PROBLEM REQUIREMENTS:
Gather every line of the entries below that contains the word "pedestal", and list them in the order they appear.

[Point placement records]
-.-.-

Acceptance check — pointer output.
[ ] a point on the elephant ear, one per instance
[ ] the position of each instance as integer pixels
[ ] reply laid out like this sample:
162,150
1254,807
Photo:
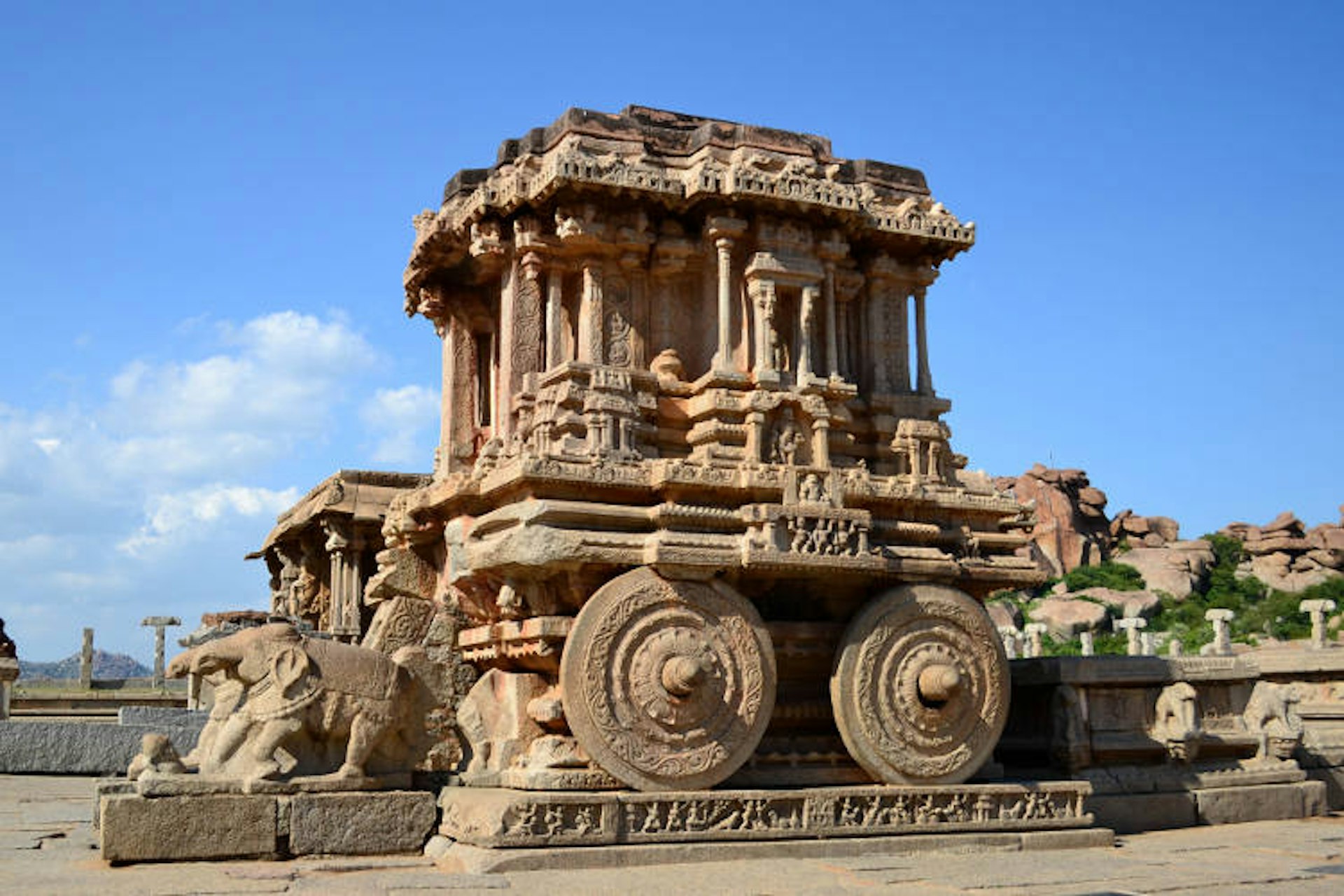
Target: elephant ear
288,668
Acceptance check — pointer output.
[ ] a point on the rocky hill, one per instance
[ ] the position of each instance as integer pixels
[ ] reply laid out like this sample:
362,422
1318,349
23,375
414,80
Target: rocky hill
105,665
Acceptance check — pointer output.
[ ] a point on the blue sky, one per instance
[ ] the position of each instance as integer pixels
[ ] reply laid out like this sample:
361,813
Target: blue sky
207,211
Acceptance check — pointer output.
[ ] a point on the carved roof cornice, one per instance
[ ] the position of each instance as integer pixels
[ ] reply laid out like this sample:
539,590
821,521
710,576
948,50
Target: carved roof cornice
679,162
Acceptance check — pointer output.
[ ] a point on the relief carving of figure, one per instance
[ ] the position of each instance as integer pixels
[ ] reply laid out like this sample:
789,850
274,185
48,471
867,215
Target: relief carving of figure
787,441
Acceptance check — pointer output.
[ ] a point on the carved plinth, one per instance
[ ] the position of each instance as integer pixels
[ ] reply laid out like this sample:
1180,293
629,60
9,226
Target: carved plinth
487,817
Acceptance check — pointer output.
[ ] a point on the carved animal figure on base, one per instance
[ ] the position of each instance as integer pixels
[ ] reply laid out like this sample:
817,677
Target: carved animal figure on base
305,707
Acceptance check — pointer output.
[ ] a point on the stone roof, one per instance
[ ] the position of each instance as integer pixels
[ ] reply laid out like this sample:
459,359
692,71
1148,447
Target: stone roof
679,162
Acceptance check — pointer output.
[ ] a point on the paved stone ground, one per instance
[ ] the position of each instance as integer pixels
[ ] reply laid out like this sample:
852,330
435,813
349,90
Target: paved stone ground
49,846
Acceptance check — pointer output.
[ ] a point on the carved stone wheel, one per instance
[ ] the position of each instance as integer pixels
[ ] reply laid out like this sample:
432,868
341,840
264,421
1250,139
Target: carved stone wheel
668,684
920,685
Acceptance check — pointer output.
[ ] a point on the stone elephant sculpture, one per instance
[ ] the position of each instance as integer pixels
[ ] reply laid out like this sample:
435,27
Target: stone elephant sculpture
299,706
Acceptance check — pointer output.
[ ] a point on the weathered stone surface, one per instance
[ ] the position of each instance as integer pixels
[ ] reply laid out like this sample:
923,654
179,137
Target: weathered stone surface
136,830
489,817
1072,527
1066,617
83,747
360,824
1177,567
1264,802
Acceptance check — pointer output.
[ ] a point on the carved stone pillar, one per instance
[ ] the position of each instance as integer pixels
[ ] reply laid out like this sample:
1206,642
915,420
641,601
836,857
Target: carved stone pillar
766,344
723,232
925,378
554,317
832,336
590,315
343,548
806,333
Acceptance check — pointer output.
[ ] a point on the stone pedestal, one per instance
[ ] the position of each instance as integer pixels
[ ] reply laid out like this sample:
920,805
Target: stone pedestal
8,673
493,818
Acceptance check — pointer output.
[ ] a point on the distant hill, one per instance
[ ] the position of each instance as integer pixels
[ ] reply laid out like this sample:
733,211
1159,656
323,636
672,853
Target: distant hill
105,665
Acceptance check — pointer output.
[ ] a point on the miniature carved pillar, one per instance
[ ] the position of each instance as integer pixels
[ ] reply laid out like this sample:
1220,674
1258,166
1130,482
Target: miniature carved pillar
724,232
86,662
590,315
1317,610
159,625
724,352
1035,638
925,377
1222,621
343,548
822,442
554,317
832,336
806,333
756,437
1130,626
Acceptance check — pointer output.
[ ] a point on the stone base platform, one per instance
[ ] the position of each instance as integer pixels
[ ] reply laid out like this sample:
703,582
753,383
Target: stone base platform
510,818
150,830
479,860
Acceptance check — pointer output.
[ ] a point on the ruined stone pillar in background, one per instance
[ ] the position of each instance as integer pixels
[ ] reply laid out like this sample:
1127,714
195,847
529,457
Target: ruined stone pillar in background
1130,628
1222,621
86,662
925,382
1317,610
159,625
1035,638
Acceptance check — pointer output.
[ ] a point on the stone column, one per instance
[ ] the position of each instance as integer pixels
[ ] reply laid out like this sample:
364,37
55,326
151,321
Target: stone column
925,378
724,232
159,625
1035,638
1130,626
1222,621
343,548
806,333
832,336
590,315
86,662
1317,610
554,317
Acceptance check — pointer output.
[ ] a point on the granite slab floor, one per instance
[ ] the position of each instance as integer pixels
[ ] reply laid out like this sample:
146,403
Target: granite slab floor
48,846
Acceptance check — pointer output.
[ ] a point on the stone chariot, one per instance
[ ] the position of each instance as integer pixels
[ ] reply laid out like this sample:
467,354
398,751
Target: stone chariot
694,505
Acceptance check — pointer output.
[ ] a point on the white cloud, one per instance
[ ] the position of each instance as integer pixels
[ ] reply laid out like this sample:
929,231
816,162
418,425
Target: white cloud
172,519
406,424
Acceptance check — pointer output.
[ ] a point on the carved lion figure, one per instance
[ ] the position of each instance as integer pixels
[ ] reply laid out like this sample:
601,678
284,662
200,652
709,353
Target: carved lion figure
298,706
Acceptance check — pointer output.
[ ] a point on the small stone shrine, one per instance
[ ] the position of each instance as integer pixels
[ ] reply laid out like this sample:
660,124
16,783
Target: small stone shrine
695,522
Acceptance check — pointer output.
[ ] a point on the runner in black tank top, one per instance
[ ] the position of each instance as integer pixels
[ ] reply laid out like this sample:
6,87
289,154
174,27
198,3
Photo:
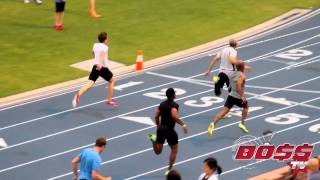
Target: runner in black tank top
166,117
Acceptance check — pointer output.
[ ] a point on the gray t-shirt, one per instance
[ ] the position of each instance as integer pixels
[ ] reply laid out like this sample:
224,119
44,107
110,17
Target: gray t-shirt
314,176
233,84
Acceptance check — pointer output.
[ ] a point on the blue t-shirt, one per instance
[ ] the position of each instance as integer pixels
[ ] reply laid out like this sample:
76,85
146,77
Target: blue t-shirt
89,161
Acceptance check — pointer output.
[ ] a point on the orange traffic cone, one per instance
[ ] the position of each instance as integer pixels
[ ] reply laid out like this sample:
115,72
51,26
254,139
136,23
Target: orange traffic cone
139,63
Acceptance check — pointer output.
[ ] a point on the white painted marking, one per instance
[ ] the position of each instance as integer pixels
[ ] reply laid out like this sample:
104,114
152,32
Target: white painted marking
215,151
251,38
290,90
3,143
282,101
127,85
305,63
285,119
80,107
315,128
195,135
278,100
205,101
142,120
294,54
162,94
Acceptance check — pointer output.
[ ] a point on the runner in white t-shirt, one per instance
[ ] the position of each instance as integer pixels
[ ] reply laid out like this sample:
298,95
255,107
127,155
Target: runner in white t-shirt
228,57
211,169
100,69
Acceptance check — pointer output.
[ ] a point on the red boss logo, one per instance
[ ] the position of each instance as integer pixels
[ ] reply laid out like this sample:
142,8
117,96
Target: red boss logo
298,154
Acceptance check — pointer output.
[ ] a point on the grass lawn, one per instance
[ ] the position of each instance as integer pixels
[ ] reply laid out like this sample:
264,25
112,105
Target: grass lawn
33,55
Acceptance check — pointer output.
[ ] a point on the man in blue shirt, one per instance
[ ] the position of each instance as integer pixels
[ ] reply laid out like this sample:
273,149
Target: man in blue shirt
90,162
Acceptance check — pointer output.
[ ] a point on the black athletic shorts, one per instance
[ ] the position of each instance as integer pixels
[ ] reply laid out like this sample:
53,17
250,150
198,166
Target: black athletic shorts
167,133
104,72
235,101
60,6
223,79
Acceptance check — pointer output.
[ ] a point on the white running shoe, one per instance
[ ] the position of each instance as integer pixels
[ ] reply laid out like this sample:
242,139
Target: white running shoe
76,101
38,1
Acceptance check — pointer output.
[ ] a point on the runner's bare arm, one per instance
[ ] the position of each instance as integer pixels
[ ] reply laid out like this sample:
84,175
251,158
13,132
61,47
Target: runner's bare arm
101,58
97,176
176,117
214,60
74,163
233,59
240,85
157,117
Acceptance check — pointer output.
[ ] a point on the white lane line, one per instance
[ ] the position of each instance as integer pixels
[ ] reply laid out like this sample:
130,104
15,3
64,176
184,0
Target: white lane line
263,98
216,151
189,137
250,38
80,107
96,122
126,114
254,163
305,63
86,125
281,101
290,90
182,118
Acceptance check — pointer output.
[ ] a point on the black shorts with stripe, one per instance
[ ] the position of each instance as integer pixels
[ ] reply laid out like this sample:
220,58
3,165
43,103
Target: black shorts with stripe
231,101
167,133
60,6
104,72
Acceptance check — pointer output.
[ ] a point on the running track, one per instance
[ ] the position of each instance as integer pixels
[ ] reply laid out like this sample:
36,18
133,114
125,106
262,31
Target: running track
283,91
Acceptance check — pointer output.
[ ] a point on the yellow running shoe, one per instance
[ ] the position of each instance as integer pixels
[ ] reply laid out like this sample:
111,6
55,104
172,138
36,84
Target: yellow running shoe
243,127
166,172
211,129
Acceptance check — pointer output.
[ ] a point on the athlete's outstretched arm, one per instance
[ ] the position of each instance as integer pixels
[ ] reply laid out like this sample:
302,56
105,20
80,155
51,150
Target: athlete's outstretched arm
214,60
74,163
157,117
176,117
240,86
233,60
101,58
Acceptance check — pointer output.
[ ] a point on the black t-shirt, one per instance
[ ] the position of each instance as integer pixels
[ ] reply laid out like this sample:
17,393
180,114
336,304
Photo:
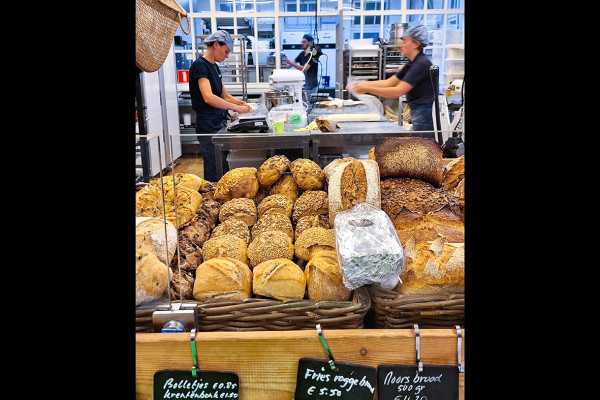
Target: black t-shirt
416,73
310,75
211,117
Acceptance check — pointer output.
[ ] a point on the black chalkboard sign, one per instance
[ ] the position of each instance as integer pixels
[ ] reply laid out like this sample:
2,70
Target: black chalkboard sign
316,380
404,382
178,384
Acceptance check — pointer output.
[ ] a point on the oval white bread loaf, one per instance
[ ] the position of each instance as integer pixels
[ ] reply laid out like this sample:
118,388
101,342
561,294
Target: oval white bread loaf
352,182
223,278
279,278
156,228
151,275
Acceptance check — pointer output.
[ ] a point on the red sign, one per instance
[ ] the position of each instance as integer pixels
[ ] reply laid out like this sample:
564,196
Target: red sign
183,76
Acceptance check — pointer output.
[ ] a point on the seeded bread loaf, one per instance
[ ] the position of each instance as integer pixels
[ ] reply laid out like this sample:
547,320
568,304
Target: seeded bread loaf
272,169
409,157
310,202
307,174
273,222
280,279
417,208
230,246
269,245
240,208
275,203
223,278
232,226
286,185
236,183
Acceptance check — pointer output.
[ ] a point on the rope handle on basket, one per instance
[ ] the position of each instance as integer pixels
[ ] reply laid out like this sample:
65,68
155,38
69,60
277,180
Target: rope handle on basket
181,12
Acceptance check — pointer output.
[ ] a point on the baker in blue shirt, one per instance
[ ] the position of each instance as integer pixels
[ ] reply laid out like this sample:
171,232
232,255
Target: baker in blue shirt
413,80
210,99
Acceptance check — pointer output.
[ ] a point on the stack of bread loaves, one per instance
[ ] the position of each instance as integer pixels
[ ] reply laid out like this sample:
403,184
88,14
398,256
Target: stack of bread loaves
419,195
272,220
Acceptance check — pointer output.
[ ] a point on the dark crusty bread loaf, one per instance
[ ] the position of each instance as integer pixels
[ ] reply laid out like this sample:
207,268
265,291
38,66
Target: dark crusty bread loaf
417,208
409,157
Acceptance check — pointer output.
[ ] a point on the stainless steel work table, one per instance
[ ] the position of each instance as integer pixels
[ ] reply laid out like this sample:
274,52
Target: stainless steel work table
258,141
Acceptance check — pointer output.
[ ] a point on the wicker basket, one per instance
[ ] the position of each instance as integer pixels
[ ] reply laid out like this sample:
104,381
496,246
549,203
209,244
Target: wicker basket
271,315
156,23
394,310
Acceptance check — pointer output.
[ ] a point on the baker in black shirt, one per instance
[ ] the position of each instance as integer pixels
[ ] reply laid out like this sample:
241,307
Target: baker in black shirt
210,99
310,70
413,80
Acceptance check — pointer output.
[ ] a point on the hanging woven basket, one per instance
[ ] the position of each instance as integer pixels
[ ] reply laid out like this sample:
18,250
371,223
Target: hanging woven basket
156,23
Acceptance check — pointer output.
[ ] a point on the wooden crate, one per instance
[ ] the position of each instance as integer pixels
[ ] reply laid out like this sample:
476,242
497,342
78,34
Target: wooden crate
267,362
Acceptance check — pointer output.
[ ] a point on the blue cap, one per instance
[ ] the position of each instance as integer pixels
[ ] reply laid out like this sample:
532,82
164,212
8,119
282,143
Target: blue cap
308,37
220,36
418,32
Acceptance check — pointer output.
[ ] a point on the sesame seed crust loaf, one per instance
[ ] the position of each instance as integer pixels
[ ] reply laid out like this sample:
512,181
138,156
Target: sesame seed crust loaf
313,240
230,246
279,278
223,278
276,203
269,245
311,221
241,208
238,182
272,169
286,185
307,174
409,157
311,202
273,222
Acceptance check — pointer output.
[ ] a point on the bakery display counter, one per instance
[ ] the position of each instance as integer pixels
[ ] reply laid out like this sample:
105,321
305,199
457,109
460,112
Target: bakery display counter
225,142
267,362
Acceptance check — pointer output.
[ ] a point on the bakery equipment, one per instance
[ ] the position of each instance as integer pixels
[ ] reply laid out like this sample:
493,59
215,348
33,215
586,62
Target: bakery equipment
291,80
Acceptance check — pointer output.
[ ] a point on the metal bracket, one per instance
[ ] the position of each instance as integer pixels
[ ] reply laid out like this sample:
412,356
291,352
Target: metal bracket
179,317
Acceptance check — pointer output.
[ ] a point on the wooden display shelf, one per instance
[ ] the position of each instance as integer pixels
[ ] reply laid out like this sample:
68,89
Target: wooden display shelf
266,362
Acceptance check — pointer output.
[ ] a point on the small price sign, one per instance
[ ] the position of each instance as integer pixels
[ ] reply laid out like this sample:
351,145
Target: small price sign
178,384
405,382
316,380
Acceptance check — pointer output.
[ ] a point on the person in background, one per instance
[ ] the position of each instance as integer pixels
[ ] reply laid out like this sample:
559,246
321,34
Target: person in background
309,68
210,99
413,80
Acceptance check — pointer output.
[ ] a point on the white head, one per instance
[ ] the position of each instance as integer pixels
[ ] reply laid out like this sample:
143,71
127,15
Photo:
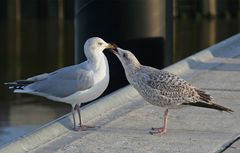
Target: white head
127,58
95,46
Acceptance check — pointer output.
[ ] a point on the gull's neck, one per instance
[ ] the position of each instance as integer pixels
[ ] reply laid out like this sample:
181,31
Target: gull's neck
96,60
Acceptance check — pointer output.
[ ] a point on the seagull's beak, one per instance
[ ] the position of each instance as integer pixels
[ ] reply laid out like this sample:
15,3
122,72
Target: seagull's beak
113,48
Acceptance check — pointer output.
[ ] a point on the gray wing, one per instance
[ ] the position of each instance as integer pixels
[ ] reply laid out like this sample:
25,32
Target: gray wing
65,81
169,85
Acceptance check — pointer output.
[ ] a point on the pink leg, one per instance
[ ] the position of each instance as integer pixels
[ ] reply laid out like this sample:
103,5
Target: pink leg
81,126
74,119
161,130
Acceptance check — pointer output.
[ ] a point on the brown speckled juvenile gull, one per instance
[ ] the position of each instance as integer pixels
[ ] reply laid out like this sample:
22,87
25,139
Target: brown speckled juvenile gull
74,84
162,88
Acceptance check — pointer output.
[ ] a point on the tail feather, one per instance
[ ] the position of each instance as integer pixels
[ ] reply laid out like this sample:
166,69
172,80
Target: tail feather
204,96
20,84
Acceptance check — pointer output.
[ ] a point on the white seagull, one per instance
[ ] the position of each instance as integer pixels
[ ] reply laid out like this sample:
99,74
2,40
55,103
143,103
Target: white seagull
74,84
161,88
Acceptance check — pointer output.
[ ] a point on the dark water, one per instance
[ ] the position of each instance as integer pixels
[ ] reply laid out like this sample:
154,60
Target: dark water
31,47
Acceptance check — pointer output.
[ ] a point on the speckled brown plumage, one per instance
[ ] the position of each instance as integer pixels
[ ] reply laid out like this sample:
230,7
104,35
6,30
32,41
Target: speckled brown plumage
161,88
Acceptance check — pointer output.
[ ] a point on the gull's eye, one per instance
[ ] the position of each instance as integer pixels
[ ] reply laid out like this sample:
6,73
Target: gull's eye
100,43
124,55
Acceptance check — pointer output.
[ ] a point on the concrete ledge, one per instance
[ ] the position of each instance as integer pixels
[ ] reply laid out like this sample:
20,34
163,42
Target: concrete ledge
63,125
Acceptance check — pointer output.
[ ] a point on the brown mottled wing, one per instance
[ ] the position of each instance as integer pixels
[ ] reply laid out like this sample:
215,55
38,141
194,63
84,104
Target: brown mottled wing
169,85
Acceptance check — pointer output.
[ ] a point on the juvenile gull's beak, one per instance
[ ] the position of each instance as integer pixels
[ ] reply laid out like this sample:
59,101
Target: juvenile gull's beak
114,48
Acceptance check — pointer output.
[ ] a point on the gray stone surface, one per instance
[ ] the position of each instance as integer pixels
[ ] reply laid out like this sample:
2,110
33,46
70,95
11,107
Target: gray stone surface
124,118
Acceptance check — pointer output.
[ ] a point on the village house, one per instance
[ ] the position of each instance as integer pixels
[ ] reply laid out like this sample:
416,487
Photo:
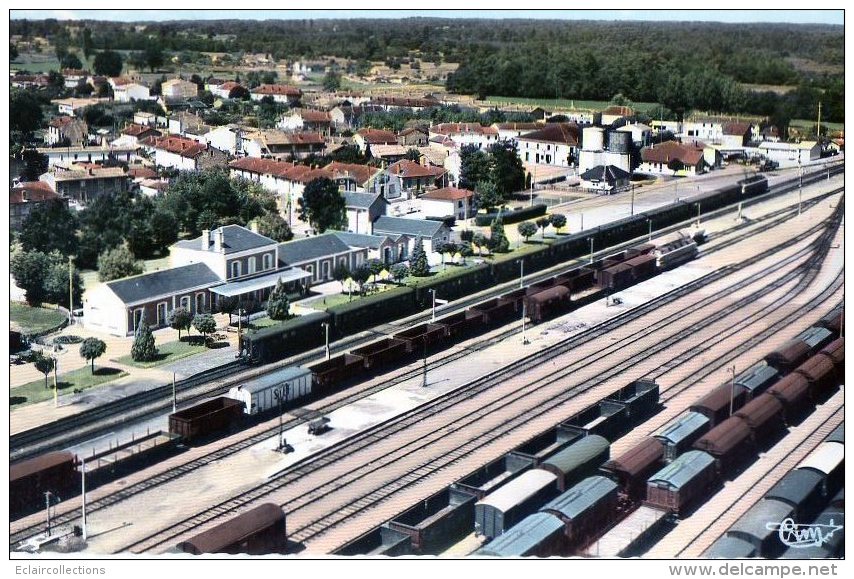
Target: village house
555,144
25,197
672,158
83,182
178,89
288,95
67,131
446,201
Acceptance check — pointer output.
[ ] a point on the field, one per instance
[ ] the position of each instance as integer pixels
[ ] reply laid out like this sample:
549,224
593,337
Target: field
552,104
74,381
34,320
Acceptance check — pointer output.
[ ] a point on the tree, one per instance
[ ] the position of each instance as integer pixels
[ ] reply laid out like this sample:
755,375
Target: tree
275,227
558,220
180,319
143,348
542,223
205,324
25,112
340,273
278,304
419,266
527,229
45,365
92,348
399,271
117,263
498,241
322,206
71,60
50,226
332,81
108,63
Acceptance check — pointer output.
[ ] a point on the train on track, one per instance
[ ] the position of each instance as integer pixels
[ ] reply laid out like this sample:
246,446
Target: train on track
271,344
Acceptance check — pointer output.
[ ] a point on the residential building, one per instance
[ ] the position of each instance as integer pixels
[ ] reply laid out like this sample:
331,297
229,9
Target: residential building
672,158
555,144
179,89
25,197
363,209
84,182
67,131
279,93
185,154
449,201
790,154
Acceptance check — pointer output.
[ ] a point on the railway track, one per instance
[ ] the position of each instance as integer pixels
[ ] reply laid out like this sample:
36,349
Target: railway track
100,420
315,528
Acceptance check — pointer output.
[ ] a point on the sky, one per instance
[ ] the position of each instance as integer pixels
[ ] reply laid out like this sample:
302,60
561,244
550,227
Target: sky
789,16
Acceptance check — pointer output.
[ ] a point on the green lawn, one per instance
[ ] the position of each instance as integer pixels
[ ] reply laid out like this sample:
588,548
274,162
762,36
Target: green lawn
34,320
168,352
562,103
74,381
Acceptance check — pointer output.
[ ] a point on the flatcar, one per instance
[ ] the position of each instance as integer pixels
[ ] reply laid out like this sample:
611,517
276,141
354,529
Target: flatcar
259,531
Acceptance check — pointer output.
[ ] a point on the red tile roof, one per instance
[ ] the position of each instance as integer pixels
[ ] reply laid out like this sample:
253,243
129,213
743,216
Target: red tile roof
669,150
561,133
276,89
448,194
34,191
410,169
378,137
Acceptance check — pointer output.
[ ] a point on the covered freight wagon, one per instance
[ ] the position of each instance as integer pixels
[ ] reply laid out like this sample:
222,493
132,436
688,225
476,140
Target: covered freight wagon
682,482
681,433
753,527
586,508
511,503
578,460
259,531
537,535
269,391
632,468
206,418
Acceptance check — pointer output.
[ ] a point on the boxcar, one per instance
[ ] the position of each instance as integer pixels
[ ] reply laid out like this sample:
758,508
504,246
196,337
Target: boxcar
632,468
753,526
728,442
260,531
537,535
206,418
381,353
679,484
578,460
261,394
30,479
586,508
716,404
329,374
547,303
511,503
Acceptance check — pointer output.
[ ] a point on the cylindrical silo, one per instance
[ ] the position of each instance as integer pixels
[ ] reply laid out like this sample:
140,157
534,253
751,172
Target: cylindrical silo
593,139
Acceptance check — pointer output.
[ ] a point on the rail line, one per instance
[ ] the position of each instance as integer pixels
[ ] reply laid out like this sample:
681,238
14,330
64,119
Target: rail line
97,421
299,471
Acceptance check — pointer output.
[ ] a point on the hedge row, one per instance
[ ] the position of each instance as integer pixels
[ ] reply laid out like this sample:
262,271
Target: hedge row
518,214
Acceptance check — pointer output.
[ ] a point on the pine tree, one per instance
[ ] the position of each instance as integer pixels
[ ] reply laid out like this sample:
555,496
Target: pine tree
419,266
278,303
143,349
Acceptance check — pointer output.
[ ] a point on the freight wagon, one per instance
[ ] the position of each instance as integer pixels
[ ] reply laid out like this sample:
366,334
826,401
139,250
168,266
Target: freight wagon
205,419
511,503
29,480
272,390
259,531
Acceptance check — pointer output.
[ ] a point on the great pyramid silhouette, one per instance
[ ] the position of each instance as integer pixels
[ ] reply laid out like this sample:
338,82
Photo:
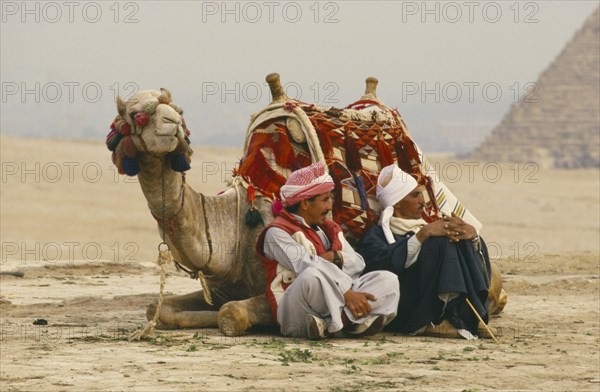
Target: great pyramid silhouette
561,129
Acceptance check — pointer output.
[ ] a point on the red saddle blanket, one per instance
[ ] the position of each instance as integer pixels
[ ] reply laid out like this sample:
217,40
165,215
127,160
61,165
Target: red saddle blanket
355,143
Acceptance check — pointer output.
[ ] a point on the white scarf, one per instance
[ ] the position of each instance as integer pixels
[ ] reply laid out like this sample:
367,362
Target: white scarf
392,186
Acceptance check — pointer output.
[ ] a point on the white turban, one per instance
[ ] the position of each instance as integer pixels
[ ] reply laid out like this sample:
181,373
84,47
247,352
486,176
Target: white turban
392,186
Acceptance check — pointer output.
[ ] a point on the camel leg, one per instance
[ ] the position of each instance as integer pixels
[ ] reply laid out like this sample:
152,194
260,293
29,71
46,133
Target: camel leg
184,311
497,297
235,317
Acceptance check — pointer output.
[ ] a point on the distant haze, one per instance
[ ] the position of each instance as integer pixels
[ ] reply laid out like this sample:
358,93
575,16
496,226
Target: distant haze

-.-.-

SOLUTION:
[ ] a point on the stone pedestal, one per instance
Target: stone pedestal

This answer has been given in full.